Problem to work on:
Working from the line that contains "white podium sign." down to the last line below, repeat each line exactly.

————————

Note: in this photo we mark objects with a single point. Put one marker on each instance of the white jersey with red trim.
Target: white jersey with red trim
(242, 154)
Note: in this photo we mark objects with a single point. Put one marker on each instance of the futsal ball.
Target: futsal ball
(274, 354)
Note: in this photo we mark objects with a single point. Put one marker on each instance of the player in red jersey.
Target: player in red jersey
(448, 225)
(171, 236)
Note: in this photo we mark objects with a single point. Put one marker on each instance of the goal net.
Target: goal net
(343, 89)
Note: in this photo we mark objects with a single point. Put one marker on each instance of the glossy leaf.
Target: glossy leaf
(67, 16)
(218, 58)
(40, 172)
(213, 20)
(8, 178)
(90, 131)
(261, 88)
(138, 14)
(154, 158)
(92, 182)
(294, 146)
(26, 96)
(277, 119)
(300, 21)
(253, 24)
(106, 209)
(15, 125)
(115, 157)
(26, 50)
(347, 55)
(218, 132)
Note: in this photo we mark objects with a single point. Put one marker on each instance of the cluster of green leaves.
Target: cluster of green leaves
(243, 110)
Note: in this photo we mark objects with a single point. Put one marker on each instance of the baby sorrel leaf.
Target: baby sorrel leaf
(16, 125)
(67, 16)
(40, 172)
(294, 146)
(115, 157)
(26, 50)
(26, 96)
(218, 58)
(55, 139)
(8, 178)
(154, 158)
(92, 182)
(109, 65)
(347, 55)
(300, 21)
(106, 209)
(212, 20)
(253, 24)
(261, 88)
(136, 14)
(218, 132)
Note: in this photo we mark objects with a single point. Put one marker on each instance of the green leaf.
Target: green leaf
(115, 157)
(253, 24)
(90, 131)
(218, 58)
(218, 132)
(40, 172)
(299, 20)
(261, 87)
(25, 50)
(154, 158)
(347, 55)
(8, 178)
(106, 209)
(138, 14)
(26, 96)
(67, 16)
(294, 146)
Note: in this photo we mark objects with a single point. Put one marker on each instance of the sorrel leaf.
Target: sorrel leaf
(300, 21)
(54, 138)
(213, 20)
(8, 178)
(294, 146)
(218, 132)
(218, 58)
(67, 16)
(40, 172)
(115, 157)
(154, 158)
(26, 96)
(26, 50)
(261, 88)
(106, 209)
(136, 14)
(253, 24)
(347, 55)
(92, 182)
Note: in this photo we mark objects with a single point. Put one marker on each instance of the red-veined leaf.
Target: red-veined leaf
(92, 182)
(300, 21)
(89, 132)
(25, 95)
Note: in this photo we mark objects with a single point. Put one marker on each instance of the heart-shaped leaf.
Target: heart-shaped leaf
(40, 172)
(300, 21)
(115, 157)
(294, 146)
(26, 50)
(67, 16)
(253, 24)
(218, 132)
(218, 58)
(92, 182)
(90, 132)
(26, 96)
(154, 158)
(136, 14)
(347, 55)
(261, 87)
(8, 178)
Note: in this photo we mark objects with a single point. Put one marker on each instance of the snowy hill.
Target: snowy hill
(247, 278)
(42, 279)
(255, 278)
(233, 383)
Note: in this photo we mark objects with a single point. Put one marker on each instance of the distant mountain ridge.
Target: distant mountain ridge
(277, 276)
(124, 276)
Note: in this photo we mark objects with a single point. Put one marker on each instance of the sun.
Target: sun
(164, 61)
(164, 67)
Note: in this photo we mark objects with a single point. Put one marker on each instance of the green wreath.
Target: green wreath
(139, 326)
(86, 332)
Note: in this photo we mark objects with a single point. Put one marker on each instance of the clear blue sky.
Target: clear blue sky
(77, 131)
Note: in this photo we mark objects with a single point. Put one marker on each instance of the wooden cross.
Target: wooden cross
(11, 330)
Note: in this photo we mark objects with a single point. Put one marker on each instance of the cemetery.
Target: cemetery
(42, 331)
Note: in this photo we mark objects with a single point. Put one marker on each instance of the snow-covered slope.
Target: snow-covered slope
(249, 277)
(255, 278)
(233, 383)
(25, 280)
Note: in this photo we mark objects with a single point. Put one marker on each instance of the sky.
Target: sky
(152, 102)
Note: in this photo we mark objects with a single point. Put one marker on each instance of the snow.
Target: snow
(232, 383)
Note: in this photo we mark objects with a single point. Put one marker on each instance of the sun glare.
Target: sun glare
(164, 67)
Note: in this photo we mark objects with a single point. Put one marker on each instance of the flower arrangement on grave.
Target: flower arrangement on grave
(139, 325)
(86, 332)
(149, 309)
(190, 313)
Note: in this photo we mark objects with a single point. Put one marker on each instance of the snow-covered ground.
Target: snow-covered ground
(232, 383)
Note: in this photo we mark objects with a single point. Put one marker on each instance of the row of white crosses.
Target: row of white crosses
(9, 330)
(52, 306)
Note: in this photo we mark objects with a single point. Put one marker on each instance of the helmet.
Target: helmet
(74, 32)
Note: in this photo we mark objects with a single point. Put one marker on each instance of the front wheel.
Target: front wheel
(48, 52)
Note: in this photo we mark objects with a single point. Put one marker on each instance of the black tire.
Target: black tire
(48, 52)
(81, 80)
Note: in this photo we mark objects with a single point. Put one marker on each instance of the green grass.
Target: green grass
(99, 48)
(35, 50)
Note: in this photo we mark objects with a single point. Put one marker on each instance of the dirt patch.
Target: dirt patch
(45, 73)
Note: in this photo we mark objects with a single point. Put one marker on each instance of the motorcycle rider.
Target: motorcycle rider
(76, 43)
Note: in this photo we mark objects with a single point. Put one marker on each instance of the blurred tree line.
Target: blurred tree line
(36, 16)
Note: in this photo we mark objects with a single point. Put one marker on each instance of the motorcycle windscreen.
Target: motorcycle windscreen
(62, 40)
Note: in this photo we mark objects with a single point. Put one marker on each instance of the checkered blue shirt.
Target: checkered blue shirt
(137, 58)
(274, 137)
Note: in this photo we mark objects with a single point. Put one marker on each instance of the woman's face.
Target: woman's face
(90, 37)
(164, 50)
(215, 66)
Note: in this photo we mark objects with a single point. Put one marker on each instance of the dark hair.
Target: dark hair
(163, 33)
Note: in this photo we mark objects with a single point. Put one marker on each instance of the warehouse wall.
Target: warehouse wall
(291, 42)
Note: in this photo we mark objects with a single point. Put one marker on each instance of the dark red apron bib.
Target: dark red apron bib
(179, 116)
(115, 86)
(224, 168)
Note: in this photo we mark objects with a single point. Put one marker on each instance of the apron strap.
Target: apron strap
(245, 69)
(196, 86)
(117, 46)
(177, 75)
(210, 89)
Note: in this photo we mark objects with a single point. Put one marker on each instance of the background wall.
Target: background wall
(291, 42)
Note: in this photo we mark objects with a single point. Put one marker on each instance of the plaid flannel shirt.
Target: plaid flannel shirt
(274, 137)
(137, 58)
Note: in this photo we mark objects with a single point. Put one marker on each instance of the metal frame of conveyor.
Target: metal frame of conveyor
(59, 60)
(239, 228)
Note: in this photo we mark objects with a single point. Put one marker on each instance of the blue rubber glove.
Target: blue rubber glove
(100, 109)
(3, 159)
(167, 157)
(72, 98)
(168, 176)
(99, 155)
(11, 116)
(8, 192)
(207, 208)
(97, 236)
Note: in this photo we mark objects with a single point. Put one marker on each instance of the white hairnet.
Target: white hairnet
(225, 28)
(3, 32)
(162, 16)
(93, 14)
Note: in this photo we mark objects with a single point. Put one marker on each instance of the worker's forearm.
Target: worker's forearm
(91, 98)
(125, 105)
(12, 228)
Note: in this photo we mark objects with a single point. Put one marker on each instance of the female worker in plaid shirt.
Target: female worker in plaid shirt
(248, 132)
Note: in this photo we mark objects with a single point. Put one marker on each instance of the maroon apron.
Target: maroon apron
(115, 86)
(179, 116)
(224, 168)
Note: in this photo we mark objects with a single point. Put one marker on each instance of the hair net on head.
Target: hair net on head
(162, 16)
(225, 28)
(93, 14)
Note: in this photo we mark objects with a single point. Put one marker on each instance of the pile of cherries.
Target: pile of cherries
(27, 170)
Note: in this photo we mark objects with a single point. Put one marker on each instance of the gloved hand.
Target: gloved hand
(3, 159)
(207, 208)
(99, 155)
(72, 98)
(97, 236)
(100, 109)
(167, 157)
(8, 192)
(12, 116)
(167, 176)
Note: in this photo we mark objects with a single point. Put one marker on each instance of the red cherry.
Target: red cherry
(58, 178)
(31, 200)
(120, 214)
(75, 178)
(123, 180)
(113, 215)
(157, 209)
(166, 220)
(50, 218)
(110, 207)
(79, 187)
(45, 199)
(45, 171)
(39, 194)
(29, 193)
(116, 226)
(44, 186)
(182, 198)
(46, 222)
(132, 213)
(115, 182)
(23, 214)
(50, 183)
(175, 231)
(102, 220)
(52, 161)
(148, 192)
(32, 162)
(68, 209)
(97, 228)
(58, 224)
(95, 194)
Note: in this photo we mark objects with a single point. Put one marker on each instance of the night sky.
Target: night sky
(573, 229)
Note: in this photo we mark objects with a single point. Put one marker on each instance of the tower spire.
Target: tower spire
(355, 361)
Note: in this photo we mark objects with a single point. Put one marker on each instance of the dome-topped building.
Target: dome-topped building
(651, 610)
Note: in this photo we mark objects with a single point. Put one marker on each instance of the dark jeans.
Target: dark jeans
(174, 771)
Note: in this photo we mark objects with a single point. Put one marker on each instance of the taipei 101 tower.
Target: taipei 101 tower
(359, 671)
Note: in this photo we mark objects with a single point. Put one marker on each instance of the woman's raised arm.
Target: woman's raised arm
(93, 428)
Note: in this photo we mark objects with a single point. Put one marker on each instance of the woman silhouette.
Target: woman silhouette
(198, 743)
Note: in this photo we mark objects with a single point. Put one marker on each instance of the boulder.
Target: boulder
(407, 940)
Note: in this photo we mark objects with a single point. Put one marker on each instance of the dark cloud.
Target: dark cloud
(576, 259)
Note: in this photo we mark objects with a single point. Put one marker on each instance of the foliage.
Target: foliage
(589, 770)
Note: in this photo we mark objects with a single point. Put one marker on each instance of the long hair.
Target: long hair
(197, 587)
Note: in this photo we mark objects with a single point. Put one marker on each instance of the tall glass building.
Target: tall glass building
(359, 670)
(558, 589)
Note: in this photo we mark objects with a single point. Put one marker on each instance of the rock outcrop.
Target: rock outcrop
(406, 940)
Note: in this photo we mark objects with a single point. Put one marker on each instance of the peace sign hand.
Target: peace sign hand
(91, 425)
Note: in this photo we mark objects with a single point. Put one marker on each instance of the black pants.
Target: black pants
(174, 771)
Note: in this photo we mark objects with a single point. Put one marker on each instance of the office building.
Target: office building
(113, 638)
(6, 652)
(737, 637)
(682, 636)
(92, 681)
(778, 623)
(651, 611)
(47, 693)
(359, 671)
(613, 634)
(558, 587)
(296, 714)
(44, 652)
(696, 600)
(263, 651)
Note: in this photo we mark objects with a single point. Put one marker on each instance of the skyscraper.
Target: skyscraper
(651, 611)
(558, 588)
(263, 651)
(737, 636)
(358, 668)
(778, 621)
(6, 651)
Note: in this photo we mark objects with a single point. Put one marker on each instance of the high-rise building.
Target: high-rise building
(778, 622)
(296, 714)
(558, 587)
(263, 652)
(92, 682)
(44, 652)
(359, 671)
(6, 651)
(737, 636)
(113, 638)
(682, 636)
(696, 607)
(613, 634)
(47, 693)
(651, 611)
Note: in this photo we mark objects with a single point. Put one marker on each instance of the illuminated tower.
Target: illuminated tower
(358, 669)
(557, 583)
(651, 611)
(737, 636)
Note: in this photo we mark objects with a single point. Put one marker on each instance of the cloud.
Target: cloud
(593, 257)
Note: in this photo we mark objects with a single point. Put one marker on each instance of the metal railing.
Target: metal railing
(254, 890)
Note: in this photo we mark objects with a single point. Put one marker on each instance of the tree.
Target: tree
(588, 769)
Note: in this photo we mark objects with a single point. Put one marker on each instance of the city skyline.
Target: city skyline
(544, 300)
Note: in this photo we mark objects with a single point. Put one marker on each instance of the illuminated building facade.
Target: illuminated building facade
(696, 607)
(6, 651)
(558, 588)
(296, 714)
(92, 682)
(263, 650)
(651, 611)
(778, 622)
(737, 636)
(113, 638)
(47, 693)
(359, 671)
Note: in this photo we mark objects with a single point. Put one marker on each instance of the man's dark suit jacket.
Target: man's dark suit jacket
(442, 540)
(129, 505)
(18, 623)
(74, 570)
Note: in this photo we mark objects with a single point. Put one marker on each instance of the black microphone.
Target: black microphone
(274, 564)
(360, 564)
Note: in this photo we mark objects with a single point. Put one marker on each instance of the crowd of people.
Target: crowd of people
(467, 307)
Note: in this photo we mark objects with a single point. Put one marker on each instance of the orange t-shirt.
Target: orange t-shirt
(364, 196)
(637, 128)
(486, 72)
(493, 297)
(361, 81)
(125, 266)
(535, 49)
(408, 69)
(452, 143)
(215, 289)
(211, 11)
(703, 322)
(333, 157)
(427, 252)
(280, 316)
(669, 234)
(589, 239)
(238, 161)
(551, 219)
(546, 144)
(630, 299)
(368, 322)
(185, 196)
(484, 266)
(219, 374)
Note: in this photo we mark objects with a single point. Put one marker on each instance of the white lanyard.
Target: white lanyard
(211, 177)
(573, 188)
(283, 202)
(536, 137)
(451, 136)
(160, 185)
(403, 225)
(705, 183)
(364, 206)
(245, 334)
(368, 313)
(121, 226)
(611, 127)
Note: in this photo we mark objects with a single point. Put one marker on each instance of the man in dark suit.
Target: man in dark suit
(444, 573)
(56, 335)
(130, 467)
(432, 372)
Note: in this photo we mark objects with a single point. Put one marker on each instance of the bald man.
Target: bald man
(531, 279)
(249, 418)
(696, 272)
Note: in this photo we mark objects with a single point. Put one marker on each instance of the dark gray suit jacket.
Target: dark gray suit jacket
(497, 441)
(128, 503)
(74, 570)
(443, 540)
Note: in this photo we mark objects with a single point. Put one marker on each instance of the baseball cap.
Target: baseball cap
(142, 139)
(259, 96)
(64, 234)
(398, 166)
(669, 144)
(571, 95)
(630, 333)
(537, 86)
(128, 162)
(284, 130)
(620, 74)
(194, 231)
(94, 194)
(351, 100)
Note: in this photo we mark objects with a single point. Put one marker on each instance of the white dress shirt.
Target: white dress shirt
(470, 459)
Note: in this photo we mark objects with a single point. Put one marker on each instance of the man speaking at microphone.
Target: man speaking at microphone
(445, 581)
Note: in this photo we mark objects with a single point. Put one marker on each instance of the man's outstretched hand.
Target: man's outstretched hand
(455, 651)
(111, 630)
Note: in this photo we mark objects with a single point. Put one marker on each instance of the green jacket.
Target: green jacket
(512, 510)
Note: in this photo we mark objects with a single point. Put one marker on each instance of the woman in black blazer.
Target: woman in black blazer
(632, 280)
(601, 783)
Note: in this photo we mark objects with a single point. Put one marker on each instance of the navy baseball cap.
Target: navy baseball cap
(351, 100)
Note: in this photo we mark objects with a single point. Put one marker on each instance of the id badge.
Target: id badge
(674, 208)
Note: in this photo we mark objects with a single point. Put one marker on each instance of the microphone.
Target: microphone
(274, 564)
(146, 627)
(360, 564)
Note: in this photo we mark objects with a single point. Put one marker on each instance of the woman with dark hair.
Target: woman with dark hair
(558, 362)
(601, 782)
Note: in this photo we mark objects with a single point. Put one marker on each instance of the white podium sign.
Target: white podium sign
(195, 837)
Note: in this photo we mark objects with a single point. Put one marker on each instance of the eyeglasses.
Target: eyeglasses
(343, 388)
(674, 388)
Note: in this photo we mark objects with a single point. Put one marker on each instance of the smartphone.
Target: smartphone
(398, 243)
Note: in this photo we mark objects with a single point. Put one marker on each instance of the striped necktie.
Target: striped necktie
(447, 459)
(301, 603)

————————

Problem solution:
Note: in this photo we mark objects with a single point. Put one marker on each instance of the white podium sign.
Target: white podium sign
(195, 837)
Note: in this photo we mark objects with a single point. Put one marker on each instance of the eyeglasses.
Target: eyeglasses
(343, 388)
(674, 388)
Note: in this photo we mark objects with a single point. Put one marker on each instance of the smartphone.
Target: smartphone
(398, 243)
Note: in this photo we mark objects with a single point. Put one marker on each instance of the striped necktie.
Target: striped necktie
(447, 459)
(301, 603)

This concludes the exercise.